Money moving into equities and a weaker won sap bond demand
Japan’s general election landslide for the LDP points to expansionary fiscal policy
Rising Japanese government bond yields erode the appeal of Korean government bonds
Higher yield volati
As concerns grow that Japan's fiscal policy may shift toward an expansionary stance, risks in the Korean bond market are mounting further. Given the deadline for passing the budget bill, there is a view that related uncertainty could act as a destabilizing factor for the bond market through March. Moreover, the Korean bond market is already under significant pressure in terms of yield levels, with rates having risen the most among major countries so far this year, and conditions for supply-demand and the exchange rate have also deteriorated. Analysts warn that if rising Japanese government bond (JGB) yields push up Korean Treasury bond yields, it could also weigh on discussions over the so-called "cherry blossom supplementary budget."
Korean Bond Market Under Growing Pressure on Fears of Japan's Fiscal Shift
According to the financial investment industry on the 12th, the prevailing view in the market is that uncertainty surrounding Japan's fiscal policy is highly likely to remain a destabilizing factor for the bond market at least through March. Kim Jina, a researcher at Eugene Investment & Securities, said, "Yields have already priced in some of the risk during the general election, but instability could resurface when the budget bill is adjusted," adding, "The ultimate deadline for passing the budget bill is April 1. Until March, issues related to Japan's fiscal policy will remain a source of uncertainty in the bond market." Heoseongu, a researcher at Hana Securities, likewise assessed, "As fiscal concerns in Japan persist, the upward pressure on long-term yields remains in place."
Previously, on the 9th, Korean Treasury bond yields hit new highs due to the news of a landslide victory by Japan's Liberal Democratic Party and supply-demand pressures related to the auction schedule. Except for the one-year maturity, yields rose across the curve, marking new year-to-date highs. This means bond prices have fallen to new lows. The move reflects concerns that the stronger political footing of Japanese Prime Minister Sanae Takaichi, following the Liberal Democratic Party's landslide victory, will lead to more expansionary fiscal spending, pushing JGB yields higher and transmitting that impact directly to the Korean bond market.

- [INFORMATION GIVEN]:
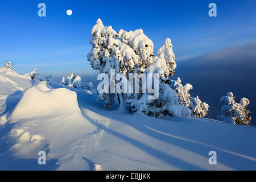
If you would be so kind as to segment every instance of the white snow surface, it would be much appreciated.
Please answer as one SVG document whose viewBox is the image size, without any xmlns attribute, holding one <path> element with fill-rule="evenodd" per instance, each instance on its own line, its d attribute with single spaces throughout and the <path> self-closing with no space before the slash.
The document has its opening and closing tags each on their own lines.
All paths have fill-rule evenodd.
<svg viewBox="0 0 256 182">
<path fill-rule="evenodd" d="M 105 110 L 94 89 L 13 71 L 0 69 L 0 85 L 1 170 L 256 169 L 253 126 Z M 213 150 L 216 165 L 208 163 Z M 40 151 L 46 165 L 38 163 Z"/>
</svg>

- [WRITTEN TASK A]: In the article on the Korean bond market, what is the ultimate deadline for passing the budget bill?
- [WRITTEN TASK B]: Quote the article on the Korean bond market word for word, starting with "Previously, on the" and going on through "Korean bond market.".

- [TASK SOLUTION A]: April 1

- [TASK SOLUTION B]:
Previously, on the 9th, Korean Treasury bond yields hit new highs due to the news of a landslide victory by Japan's Liberal Democratic Party and supply-demand pressures related to the auction schedule. Except for the one-year maturity, yields rose across the curve, marking new year-to-date highs. This means bond prices have fallen to new lows. The move reflects concerns that the stronger political footing of Japanese Prime Minister Sanae Takaichi, following the Liberal Democratic Party's landslide victory, will lead to more expansionary fiscal spending, pushing JGB yields higher and transmitting that impact directly to the Korean bond market.